Rows »

'''

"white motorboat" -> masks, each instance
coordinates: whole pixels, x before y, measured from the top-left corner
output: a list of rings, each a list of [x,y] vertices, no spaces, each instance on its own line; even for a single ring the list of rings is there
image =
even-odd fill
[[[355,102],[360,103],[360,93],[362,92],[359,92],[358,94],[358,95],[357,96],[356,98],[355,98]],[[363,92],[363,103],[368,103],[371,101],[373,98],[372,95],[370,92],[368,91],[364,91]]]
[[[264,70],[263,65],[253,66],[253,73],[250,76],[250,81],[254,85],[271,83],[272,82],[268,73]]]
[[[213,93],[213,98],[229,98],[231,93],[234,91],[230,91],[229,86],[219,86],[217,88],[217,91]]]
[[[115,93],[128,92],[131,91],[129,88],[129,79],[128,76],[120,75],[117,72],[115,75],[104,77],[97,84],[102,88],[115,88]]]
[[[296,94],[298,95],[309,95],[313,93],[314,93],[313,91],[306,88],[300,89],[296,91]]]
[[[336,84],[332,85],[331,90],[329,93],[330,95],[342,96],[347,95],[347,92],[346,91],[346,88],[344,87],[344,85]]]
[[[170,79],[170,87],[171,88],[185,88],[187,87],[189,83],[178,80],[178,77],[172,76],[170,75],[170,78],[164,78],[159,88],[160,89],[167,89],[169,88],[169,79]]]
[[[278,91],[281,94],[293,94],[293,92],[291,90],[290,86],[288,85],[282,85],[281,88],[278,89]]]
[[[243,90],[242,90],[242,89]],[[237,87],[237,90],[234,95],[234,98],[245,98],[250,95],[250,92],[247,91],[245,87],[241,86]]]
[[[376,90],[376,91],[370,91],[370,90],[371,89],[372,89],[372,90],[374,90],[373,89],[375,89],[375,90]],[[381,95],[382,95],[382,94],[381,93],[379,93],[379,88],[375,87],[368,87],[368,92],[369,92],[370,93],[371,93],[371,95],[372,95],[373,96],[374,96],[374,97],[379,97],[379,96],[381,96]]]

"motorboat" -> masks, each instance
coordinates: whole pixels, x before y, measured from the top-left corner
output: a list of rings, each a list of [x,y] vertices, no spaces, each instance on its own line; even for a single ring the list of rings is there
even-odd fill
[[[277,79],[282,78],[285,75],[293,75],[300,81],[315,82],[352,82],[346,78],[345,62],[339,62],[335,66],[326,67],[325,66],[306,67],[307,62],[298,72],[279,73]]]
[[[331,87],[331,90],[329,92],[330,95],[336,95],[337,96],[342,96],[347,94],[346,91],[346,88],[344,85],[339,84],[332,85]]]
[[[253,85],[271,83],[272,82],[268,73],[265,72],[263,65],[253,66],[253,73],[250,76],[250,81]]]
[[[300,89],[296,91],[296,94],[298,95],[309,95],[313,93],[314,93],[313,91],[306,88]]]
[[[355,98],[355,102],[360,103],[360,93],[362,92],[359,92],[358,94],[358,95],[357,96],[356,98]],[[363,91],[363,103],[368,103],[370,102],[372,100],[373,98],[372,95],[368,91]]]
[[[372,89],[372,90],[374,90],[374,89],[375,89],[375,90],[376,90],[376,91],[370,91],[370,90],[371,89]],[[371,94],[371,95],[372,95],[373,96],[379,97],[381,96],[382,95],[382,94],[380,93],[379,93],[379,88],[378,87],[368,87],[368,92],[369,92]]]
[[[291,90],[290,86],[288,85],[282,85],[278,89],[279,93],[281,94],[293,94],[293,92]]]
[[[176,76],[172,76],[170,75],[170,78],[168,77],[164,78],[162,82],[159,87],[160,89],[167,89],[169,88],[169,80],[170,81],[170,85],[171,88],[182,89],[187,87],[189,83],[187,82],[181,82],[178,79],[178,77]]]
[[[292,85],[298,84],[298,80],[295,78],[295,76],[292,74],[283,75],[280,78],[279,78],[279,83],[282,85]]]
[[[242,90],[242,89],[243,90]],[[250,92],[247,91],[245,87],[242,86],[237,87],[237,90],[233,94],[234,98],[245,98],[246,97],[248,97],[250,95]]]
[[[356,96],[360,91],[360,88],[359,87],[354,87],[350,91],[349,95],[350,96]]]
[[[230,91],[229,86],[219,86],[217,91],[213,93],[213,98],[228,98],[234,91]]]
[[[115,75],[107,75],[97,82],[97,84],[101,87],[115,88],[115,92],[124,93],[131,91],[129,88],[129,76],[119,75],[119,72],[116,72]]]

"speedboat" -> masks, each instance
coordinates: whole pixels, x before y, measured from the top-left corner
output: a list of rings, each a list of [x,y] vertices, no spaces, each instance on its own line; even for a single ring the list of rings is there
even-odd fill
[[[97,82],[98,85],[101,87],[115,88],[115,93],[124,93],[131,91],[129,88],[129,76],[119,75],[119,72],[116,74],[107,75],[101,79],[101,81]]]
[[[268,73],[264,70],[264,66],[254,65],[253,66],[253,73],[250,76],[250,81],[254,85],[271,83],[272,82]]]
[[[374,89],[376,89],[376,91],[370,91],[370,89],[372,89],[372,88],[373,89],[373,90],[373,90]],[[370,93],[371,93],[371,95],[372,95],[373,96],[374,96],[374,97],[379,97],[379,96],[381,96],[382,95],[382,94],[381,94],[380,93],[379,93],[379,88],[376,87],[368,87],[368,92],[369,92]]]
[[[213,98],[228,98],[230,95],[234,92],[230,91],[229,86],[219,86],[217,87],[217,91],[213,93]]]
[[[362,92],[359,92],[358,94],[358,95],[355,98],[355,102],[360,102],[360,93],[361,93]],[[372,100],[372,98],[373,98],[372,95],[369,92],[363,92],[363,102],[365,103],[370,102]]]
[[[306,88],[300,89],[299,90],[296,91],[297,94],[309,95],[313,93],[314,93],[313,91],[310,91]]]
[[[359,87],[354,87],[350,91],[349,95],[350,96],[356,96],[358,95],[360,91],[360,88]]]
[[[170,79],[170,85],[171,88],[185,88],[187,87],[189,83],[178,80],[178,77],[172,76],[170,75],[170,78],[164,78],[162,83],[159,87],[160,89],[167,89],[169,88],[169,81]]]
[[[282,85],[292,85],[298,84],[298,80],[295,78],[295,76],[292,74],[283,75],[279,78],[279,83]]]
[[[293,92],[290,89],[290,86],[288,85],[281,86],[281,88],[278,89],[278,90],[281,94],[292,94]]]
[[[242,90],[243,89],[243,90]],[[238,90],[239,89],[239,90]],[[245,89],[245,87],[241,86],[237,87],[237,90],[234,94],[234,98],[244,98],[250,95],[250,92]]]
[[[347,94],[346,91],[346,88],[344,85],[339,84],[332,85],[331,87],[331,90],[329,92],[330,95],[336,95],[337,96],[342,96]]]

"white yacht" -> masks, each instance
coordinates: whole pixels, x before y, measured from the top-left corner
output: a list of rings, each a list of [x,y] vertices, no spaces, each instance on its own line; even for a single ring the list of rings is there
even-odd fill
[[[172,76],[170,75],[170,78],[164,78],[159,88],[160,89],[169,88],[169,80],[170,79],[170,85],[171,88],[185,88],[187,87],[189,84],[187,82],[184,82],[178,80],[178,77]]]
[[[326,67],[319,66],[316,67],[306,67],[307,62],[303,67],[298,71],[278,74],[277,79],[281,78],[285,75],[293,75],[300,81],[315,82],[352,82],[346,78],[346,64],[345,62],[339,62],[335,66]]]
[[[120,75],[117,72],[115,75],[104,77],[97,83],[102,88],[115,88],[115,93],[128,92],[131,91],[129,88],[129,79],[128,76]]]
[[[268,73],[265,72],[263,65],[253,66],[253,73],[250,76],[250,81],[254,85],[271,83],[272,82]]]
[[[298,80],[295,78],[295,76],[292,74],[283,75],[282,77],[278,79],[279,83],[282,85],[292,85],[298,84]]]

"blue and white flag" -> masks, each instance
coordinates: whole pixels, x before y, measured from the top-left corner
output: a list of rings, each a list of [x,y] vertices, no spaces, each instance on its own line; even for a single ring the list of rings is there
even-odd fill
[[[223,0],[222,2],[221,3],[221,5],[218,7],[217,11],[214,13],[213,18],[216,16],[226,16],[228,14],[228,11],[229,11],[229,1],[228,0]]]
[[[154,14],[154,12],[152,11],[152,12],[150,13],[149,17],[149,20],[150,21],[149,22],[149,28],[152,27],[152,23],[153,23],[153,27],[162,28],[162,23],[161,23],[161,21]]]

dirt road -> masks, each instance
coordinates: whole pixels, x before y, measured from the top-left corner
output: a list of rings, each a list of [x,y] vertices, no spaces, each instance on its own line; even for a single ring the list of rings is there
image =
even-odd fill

'''

Could you recast the part above that opens with the line containing "dirt road -> masks, each instance" and runs through the final line as a numbered list, leaving out any blank lines?

The solution »
1. dirt road -> masks, each instance
2. coordinates: whole pixels, x before y, measured from the top-left corner
3. output: a list of rings, each a list of [x,y] vertices, no spaces, each instance on its own line; even for a single ring the list of rings is there
4. image =
5. even-odd fill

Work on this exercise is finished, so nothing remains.